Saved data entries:
------------

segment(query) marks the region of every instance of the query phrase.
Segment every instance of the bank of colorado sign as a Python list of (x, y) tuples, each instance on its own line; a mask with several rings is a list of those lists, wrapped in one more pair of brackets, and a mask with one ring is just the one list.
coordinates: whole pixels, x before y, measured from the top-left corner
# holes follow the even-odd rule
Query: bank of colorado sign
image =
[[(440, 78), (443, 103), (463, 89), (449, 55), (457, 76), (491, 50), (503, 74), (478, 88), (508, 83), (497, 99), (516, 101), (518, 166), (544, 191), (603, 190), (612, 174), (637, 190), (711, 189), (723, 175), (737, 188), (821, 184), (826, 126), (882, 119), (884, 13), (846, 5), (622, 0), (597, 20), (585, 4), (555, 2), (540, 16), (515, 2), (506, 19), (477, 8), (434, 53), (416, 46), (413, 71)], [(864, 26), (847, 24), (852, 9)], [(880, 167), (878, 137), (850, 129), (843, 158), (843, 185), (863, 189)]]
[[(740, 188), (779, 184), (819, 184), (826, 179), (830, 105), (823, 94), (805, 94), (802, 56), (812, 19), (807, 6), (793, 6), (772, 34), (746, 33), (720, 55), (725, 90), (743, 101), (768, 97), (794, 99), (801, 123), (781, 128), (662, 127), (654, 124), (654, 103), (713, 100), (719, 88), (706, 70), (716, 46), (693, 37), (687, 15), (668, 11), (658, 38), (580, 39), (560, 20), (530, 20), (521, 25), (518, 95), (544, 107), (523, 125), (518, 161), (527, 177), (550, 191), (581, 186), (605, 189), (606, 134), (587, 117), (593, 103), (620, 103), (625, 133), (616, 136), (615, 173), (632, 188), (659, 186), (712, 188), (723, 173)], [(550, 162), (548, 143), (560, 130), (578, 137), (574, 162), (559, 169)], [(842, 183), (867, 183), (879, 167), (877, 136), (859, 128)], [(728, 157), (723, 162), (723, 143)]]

------------

» **Task**
Whenever a line in the preceding entries includes the word "bank", count it, and state the total alone.

» **The completed task**
2